* Objective: Copy the listing from its first line through the line containing "Query: bare tree trunk", swapping "module" for "component" and leaving everything else untouched.

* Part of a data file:
--- START ---

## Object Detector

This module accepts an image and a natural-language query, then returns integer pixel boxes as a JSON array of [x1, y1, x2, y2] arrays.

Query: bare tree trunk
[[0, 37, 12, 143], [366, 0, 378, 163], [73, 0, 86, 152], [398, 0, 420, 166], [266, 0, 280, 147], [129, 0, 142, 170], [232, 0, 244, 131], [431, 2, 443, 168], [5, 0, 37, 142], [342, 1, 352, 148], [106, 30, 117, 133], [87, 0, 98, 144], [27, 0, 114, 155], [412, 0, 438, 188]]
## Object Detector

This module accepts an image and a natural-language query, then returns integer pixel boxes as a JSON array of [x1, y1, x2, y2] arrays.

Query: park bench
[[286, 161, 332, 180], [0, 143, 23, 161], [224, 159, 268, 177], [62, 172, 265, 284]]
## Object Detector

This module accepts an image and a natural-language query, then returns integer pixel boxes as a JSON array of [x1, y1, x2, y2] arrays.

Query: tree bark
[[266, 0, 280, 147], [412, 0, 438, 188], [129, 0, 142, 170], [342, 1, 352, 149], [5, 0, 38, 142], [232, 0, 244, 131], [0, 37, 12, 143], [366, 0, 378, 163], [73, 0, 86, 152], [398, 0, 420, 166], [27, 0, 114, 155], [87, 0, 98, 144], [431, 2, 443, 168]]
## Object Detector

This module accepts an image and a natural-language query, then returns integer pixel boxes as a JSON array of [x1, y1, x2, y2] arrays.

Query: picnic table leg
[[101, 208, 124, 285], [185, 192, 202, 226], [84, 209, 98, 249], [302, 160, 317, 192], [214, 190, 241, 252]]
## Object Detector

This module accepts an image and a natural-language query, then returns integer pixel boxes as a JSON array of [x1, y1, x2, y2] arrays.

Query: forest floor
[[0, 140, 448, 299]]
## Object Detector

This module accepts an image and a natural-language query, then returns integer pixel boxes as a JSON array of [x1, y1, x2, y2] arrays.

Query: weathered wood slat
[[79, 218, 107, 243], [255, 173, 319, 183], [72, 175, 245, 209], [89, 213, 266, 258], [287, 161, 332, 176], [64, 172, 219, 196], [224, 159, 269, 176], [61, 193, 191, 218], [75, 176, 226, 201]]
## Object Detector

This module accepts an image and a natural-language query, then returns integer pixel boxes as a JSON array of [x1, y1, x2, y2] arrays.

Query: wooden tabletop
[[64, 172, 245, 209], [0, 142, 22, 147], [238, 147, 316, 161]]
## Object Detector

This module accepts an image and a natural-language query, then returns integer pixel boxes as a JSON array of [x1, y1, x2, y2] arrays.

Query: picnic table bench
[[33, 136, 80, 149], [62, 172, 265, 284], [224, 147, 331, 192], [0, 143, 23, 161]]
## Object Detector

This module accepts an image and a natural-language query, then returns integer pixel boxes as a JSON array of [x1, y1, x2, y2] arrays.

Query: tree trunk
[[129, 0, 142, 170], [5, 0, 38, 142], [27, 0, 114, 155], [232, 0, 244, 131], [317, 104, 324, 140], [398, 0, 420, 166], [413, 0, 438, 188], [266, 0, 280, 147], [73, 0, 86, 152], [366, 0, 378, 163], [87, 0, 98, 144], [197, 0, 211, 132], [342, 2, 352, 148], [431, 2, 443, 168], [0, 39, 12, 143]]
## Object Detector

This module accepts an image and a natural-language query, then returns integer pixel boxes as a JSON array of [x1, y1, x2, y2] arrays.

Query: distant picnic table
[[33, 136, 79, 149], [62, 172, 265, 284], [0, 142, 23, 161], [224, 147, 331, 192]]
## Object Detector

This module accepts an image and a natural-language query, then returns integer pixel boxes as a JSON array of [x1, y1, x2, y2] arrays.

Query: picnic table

--- END ---

* Solved exercise:
## Object Detector

This component accepts an image and a natural-language query, then returns integer pixel boxes as a JSON array of [x1, y1, x2, y2] arrays.

Query: bare tree trunk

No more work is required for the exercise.